(Recorded data)
--

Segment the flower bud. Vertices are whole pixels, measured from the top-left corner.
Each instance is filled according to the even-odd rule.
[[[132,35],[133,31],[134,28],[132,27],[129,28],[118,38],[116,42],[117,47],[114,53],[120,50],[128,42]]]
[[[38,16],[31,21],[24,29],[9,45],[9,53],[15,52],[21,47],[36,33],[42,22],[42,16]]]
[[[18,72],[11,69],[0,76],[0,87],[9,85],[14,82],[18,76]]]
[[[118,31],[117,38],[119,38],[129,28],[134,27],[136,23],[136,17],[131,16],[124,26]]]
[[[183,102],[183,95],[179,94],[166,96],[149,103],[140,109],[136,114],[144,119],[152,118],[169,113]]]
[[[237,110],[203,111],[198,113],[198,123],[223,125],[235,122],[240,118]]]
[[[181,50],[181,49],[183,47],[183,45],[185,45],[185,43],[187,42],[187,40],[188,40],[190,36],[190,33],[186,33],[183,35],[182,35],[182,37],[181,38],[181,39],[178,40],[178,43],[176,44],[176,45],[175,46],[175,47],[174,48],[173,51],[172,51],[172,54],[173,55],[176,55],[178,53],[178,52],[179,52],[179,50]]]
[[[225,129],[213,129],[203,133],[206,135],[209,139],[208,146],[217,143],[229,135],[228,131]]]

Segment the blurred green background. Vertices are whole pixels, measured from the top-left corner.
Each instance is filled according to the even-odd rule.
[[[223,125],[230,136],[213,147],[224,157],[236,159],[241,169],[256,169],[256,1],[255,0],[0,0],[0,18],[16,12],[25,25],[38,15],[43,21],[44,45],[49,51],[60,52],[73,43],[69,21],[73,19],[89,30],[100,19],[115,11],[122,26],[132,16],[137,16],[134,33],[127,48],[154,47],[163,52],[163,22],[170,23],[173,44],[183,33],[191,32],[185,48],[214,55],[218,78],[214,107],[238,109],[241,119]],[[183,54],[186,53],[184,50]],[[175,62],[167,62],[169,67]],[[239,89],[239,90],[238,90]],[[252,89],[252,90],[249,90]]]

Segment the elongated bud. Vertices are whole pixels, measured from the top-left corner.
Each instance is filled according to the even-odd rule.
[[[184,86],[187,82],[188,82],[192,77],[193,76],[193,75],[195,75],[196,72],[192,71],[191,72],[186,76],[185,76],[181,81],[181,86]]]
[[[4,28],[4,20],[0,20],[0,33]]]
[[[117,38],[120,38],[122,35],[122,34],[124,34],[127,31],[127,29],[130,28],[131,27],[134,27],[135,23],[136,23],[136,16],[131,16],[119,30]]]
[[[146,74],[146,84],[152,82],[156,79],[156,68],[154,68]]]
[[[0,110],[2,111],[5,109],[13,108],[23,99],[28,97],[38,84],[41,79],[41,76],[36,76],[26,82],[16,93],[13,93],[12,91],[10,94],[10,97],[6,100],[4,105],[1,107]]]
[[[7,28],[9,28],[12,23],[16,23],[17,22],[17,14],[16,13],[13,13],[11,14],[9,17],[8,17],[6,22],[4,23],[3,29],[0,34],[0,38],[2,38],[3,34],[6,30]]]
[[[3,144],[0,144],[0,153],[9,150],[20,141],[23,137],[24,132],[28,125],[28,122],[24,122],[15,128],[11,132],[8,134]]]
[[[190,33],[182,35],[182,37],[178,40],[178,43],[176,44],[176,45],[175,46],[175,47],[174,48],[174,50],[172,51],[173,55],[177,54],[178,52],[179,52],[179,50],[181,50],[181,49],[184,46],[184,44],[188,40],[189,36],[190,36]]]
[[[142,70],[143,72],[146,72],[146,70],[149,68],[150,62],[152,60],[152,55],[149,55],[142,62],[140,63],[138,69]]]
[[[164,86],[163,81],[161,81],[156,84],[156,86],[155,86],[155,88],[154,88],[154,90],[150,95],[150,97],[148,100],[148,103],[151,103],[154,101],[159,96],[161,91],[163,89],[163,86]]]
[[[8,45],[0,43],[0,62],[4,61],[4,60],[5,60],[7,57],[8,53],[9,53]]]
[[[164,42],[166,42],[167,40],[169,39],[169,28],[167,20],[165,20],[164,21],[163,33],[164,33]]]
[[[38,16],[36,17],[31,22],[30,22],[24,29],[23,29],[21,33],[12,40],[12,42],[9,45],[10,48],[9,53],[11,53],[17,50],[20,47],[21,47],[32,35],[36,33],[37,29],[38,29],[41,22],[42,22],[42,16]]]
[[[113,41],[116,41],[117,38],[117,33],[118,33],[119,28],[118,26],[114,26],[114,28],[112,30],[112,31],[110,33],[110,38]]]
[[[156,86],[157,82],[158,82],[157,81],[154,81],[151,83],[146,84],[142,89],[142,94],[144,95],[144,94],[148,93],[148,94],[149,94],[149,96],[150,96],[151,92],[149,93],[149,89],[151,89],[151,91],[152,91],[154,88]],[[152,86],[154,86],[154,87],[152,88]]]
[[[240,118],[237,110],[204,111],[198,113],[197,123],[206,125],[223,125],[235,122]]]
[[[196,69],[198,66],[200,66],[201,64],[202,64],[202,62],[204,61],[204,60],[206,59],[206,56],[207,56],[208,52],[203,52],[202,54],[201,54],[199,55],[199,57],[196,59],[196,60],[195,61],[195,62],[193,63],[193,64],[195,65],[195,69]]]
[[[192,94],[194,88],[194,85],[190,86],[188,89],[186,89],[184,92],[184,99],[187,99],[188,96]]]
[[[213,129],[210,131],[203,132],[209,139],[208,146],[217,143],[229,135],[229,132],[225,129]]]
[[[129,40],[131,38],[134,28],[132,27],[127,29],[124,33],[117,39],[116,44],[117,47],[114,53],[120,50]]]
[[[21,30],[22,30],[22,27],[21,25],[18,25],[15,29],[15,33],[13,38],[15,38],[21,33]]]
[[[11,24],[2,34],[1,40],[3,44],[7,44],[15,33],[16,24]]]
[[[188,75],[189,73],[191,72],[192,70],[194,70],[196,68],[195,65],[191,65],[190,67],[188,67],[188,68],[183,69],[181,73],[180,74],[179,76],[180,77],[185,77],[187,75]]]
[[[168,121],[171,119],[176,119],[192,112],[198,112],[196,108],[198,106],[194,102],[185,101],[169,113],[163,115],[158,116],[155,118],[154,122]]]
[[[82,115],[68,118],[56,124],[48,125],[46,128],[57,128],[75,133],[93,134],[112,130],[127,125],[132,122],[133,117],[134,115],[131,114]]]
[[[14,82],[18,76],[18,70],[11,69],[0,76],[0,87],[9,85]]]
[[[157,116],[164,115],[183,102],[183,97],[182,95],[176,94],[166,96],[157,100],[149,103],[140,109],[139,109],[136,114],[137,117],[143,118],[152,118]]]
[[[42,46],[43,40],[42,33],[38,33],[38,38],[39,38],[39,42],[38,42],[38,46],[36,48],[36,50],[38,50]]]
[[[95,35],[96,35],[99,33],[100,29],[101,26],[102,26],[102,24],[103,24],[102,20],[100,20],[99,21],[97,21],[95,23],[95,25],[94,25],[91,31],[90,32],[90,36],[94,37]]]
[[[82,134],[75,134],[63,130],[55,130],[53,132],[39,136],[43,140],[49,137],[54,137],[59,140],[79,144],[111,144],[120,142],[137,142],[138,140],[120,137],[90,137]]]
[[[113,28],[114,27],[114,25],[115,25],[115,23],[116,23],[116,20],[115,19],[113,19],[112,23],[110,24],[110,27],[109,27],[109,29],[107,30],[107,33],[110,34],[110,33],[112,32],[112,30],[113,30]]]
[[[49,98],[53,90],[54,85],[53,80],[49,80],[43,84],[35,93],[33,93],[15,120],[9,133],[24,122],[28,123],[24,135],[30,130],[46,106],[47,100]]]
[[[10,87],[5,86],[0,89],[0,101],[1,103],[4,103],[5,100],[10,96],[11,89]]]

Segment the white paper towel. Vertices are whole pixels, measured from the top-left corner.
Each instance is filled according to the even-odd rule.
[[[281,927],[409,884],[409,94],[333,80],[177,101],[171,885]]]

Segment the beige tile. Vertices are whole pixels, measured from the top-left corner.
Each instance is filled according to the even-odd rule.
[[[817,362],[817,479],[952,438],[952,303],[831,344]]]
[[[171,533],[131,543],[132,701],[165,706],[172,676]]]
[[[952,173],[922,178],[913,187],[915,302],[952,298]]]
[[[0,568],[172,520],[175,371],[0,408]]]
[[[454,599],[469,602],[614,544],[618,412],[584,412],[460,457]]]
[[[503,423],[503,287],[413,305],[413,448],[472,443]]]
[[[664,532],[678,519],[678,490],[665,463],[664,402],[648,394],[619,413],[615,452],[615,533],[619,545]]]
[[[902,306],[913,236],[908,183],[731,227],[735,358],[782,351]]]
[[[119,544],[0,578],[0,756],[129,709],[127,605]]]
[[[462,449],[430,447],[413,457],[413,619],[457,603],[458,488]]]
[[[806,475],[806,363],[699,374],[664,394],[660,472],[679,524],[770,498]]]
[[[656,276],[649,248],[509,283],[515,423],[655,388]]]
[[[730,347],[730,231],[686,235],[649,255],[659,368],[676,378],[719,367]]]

--

*What you will do*. Extract the lines from the one containing "Segment the white" through the one containing "[[[281,927],[409,884],[409,94],[333,80],[177,101],[171,885]]]", both included, and copy them out unchanged.

*Final result*.
Segment the white paper towel. Vertices are whole pixels, measured from the top-left corner.
Each instance is filled according to the even-odd rule.
[[[281,927],[409,884],[409,94],[333,80],[177,101],[171,885]]]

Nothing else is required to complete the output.